DIRECTIONS FOR THIS TASK
Reproduce the items from the start through the line containing "x=132 y=396", both ends included, with the requests kept as they are. Multiply every x and y coordinate in the answers by 1.05 and round to whole numbers, with halves rounding up.

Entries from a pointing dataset
========
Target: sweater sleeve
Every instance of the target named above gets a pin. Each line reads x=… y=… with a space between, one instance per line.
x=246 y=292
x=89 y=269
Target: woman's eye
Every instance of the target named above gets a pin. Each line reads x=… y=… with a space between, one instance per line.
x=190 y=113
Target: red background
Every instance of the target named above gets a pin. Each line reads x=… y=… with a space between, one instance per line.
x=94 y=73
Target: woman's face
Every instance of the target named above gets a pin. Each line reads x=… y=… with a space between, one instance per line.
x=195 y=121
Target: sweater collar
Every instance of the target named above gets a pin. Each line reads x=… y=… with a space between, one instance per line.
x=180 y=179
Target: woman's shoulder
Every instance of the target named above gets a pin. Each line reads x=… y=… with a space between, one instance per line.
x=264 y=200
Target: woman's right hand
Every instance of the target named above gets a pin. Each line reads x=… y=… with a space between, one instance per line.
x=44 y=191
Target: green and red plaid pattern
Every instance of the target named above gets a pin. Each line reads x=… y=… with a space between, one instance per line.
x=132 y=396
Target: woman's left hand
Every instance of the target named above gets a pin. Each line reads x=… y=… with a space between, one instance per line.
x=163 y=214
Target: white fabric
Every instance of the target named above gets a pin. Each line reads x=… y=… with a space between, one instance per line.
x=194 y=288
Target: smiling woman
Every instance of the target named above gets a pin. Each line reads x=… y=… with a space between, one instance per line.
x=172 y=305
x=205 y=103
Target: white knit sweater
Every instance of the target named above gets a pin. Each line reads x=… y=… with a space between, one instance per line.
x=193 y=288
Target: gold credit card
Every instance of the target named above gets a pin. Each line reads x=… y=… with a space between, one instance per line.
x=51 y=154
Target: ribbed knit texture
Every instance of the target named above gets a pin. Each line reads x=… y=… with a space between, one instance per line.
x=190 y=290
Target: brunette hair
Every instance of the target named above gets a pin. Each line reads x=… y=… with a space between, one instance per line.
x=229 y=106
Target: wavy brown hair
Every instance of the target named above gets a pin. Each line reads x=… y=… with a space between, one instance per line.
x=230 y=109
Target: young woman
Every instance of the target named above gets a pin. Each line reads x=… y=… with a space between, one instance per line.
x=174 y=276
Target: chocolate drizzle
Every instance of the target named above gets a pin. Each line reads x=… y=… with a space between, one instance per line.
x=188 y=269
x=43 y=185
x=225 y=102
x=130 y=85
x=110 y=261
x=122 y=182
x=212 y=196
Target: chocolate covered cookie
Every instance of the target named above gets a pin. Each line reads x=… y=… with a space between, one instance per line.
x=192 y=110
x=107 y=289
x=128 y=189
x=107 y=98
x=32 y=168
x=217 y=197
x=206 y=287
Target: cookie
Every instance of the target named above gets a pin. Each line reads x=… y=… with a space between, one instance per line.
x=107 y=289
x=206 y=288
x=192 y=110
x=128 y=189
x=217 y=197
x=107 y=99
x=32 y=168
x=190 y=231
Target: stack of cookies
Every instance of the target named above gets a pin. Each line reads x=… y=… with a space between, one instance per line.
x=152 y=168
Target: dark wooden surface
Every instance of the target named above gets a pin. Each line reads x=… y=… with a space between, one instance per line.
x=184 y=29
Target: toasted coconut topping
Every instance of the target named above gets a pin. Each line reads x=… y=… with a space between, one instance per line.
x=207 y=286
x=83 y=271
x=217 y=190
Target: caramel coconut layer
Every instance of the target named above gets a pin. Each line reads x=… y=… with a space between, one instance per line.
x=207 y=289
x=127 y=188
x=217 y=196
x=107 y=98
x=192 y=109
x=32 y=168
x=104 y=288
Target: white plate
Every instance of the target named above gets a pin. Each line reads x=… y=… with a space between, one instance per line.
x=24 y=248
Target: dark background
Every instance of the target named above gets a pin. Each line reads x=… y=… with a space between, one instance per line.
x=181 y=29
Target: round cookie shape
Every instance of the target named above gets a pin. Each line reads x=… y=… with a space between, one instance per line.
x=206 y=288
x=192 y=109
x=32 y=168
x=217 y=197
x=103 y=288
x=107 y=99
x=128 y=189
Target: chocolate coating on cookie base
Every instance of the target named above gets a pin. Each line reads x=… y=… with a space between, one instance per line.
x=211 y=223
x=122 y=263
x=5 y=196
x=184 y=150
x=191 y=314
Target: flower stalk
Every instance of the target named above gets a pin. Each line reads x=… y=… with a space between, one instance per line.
========
PROBLEM SOLUTION
Target: sweater sleeve
Every instance of the target named above gets a pin. Each line reads x=… y=… with a space between, one instance per line.
x=258 y=307
x=93 y=282
Target: woman's eye
Every instance of the target named above gets a pin. Each line reads x=… y=… with a space between, one instance per line.
x=200 y=119
Target: red background
Every instance of the target named above gets a pin. Each line reads x=… y=… with a space between, one instance per line.
x=99 y=77
Target: woman's face
Every instance of the target named above gets a pin. Each line reads x=… y=… with a space between, one instance per line.
x=205 y=127
Target: sweater collar
Every instance of the target named above gets a pin. Each line reads x=… y=… with a space between, one instance per line.
x=189 y=188
Target: woman's shoulder
Every instance of the target named above gets a pin. Each line reads x=… y=… with a space between, one instance per line.
x=277 y=210
Target: woman's right hand
Every instance of the target named above gets a pin. Each line reads x=… y=… with a space between, one instance per line.
x=46 y=201
Target: green and red plaid pattern
Every instance of the target named above gets a pin. Each line reads x=… y=… with a space between, one instance per line.
x=139 y=416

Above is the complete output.